**TASK STATEMENT:**
Exactly reproduce the lines from the one holding "Please place a point on the orange" through the final line of the listing below, with both ends included and nothing else.

**DATA FOR PROCESSING:**
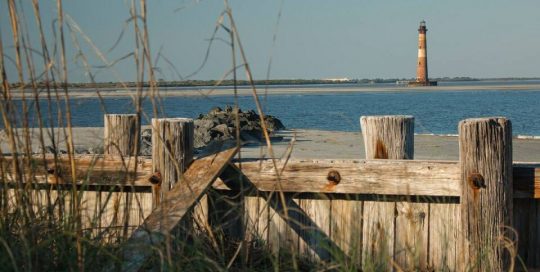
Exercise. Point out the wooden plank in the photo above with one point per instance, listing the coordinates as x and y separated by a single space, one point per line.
175 205
396 177
318 219
411 248
444 236
526 180
292 213
346 230
524 224
378 235
384 177
105 173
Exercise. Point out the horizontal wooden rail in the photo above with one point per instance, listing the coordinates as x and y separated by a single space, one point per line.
175 205
94 173
383 177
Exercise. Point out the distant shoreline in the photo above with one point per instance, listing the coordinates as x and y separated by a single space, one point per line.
276 90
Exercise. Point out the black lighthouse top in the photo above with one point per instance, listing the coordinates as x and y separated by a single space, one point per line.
422 28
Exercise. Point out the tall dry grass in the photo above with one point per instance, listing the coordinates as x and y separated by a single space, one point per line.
47 230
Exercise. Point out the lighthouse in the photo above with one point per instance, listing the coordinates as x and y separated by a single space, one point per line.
421 66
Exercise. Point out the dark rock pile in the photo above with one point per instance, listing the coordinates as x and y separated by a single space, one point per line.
215 126
219 125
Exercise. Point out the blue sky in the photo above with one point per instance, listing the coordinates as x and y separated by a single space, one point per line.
315 39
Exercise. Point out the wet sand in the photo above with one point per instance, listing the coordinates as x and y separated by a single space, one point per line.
317 144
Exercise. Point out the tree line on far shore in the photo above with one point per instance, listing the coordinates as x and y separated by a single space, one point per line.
202 83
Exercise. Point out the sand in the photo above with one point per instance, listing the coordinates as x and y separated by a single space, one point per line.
244 91
318 144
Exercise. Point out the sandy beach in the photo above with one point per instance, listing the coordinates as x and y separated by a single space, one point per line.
318 144
243 90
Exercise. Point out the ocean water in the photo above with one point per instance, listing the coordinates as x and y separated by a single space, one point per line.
435 112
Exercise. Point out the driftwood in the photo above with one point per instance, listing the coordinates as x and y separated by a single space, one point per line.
176 204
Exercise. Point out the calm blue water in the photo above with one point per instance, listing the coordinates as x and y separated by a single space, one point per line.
436 112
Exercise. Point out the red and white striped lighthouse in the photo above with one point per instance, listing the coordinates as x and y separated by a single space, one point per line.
421 66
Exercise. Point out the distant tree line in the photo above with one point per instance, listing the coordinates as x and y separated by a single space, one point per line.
202 83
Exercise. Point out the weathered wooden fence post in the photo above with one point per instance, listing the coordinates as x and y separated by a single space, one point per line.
392 137
172 151
388 137
485 148
121 134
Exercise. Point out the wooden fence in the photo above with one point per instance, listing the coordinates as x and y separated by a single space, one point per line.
386 212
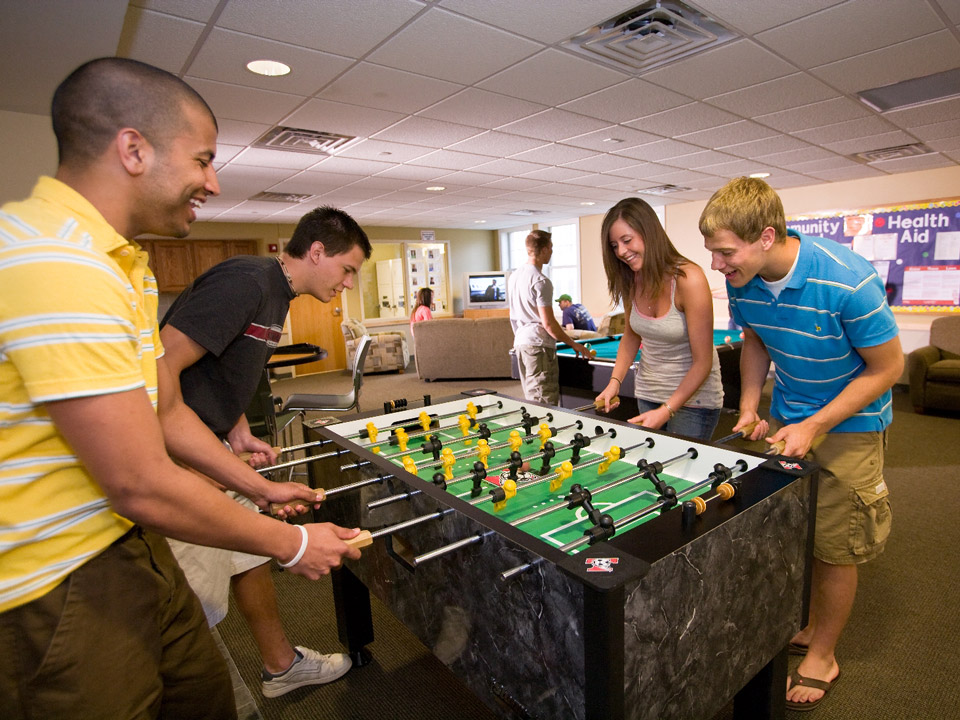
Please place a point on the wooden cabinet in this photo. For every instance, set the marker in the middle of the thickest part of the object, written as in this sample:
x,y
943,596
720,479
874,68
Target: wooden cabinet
x,y
176,263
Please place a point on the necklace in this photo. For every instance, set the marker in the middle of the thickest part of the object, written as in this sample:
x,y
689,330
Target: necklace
x,y
286,274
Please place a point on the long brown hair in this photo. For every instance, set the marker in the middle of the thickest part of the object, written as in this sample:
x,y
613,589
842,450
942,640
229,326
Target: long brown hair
x,y
660,258
424,297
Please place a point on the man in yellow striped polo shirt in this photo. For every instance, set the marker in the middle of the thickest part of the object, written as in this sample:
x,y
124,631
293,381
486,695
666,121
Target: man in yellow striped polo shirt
x,y
96,618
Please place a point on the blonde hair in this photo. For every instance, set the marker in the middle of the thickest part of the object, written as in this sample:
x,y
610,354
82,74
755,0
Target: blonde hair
x,y
744,206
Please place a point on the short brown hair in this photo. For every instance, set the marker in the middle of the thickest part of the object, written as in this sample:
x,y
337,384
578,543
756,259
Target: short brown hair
x,y
105,95
744,206
537,241
660,257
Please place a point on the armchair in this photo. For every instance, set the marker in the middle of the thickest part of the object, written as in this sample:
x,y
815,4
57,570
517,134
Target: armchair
x,y
934,370
388,351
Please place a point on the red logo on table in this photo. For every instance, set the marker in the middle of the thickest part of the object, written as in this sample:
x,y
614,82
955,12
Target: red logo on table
x,y
601,564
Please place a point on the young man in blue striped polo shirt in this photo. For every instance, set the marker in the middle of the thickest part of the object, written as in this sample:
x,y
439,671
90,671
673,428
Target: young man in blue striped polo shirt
x,y
819,312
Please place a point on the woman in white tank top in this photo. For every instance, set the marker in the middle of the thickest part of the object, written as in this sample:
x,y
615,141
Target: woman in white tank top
x,y
669,306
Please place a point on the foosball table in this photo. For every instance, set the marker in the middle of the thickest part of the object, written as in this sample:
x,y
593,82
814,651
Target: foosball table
x,y
565,565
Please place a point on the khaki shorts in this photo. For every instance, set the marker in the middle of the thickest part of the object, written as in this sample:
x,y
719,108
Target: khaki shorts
x,y
209,569
539,373
853,508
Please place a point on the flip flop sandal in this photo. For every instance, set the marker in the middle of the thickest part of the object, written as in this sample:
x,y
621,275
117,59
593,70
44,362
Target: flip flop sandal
x,y
798,679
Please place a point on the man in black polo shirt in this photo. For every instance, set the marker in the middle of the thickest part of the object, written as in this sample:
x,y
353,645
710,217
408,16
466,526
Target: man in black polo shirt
x,y
217,337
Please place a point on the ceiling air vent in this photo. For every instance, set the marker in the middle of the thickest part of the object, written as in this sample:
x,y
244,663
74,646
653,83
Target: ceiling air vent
x,y
650,35
664,190
281,197
891,153
309,141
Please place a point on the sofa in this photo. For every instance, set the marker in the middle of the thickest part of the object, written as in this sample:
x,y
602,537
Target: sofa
x,y
454,348
934,370
388,351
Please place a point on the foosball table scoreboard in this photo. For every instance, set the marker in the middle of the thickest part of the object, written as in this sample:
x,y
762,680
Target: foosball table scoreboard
x,y
565,565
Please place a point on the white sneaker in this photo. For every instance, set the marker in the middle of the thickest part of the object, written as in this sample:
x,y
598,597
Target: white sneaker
x,y
310,668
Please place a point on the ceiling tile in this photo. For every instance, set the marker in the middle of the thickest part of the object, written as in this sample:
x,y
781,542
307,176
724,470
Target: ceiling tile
x,y
914,58
541,19
468,52
610,139
660,150
626,101
160,40
262,157
480,108
449,159
347,27
779,143
424,131
738,132
708,74
814,115
552,77
233,102
386,89
497,144
225,54
553,124
685,119
870,142
753,16
553,154
780,94
340,118
848,130
926,114
849,29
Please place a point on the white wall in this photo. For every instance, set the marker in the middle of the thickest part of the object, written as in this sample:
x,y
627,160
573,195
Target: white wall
x,y
29,149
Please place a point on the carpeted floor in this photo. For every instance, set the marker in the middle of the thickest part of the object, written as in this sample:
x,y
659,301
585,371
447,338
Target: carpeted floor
x,y
898,652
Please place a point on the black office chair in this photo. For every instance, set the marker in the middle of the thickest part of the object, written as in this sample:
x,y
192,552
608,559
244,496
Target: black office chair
x,y
300,403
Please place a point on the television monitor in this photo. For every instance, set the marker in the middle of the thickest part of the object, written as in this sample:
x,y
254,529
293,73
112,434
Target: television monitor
x,y
485,289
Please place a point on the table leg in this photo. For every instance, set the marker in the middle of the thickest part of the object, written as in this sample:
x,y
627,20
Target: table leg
x,y
764,697
351,601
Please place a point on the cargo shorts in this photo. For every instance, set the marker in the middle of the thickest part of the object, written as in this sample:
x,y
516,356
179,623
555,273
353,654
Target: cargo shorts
x,y
853,505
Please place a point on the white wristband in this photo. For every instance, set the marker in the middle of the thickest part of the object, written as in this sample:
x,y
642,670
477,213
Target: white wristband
x,y
303,548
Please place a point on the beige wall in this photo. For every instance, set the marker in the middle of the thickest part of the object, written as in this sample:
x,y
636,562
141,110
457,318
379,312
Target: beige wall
x,y
28,149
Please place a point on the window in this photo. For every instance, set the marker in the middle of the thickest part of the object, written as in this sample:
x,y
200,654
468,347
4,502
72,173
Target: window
x,y
564,267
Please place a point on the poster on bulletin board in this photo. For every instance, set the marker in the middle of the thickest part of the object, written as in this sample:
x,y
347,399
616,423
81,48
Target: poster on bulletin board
x,y
914,248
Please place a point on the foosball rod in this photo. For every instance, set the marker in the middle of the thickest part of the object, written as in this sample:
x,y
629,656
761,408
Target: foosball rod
x,y
626,520
365,433
580,466
276,508
469,436
301,461
374,504
292,448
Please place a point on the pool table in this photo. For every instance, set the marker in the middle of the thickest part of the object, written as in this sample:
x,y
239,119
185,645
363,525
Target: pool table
x,y
582,380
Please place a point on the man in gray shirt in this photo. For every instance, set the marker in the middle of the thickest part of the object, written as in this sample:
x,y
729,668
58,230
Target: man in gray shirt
x,y
535,327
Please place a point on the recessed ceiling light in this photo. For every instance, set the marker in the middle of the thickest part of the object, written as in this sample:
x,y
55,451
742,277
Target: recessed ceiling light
x,y
270,68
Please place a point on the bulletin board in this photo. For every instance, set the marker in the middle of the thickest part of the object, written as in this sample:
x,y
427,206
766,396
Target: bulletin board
x,y
915,249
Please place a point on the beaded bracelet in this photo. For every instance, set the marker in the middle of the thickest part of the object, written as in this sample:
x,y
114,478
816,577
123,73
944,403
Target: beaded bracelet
x,y
304,537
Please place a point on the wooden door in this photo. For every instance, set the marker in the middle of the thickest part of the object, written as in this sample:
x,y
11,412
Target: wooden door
x,y
206,254
319,323
172,263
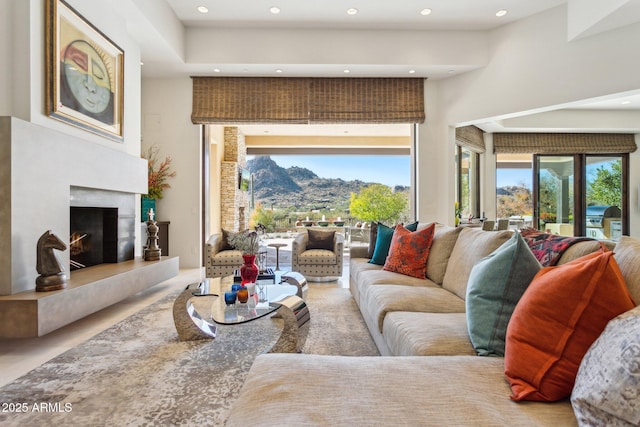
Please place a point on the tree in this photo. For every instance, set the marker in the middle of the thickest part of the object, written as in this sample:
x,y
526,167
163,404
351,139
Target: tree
x,y
606,187
264,217
377,202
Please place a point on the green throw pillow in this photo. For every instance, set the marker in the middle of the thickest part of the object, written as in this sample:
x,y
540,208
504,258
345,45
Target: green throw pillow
x,y
495,286
383,242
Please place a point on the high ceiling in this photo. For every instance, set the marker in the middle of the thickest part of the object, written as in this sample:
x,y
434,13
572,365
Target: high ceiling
x,y
617,113
369,14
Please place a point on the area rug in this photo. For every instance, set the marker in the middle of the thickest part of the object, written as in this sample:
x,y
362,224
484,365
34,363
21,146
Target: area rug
x,y
138,373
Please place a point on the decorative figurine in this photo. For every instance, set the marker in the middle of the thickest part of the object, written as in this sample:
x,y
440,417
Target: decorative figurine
x,y
52,276
151,250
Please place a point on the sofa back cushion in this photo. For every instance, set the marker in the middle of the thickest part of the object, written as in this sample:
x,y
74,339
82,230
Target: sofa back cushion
x,y
444,239
581,249
472,245
495,286
627,253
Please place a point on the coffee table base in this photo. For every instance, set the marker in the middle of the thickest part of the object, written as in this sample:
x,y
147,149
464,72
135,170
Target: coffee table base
x,y
191,326
296,316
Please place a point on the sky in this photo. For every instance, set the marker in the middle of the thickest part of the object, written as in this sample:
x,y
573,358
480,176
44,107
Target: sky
x,y
388,170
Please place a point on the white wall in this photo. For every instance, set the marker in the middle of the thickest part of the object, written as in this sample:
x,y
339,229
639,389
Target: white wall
x,y
43,156
530,70
167,124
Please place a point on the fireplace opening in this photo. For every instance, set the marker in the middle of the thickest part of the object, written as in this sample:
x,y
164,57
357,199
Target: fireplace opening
x,y
94,236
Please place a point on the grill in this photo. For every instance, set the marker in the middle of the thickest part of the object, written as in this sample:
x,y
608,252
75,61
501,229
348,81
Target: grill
x,y
596,214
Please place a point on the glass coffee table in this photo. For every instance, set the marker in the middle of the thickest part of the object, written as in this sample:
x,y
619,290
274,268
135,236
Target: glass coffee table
x,y
200,309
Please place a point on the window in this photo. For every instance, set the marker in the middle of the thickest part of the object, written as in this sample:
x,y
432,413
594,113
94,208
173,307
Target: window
x,y
582,194
514,187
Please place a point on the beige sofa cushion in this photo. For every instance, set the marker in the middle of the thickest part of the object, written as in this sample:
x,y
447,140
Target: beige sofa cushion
x,y
472,245
305,390
377,301
427,334
443,242
627,254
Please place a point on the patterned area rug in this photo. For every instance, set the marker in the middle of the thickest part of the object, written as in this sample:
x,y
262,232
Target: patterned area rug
x,y
138,373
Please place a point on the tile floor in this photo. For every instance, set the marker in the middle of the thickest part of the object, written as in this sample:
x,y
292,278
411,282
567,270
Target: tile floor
x,y
19,356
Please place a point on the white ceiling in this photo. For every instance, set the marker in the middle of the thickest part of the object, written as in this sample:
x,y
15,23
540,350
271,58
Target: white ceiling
x,y
372,14
477,15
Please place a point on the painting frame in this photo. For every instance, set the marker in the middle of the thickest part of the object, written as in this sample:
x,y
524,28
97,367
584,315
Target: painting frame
x,y
84,73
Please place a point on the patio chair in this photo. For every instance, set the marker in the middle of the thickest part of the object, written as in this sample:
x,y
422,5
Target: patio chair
x,y
318,254
503,224
488,225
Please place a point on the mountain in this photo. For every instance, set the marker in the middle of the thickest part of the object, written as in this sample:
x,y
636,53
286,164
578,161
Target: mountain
x,y
298,188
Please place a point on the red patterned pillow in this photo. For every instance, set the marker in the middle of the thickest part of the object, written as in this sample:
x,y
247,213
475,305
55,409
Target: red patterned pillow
x,y
409,251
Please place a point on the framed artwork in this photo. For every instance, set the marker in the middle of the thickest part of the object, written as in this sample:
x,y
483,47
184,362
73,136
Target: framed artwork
x,y
84,73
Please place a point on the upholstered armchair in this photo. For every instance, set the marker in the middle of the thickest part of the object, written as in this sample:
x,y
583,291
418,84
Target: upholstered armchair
x,y
221,260
318,254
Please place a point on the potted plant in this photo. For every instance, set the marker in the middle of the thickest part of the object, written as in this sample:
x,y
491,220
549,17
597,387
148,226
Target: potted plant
x,y
159,171
247,242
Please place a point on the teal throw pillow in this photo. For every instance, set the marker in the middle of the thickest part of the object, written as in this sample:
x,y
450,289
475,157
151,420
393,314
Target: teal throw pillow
x,y
383,242
495,286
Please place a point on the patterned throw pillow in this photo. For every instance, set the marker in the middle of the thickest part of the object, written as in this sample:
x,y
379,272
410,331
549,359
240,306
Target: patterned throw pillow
x,y
382,243
562,312
320,239
409,251
496,284
607,389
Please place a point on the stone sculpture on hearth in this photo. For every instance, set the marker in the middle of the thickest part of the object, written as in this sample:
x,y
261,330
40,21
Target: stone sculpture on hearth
x,y
152,251
52,275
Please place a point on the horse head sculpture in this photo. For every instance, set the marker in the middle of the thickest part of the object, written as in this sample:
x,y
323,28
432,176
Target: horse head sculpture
x,y
47,262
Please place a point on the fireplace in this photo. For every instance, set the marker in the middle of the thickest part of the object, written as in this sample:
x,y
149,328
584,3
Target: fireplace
x,y
94,236
102,227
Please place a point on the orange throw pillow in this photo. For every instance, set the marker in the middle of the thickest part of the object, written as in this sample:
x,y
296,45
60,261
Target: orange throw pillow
x,y
409,251
562,312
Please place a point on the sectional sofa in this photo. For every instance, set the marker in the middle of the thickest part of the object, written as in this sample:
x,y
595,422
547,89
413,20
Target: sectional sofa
x,y
430,372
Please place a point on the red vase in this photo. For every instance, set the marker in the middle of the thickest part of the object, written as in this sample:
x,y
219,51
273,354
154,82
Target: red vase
x,y
249,270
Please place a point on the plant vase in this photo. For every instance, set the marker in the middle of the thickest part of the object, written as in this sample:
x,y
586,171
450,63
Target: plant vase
x,y
249,270
147,204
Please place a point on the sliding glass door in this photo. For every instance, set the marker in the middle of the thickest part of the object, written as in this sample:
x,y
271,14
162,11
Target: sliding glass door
x,y
554,187
581,195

**EXERCISE RESULT:**
Please place a point on the orange throw pillow in this photo. For every instance, set the marker in the middle of the thickest part of the object, written as in this sample:
x,y
296,45
60,261
Target: orange throw pillow
x,y
409,251
562,312
Please place a point on the sectional sofa in this photo. For every instance, set the marker in the middle of the thickest part of the object, written as in this sample:
x,y
595,422
547,89
413,20
Target: sectional sofa
x,y
430,372
Please place a point on the red vase in this photo. For every instance, set the marker in the middle of the thickest part of the object, written as in this sample:
x,y
219,51
273,354
154,82
Target: red vase
x,y
249,270
Please place a point on the plant vase in this photo. For every instance, set the marker in the middle of the thickest part of the object, written as in this sample:
x,y
586,171
450,63
Target: plant vase
x,y
249,270
147,204
Please place a point on the sliding glass door in this photo. For every instance, set the marker in the middle of the thickest part of the object, written as in this sample:
x,y
271,14
162,11
Target: sliding glass door
x,y
554,187
581,195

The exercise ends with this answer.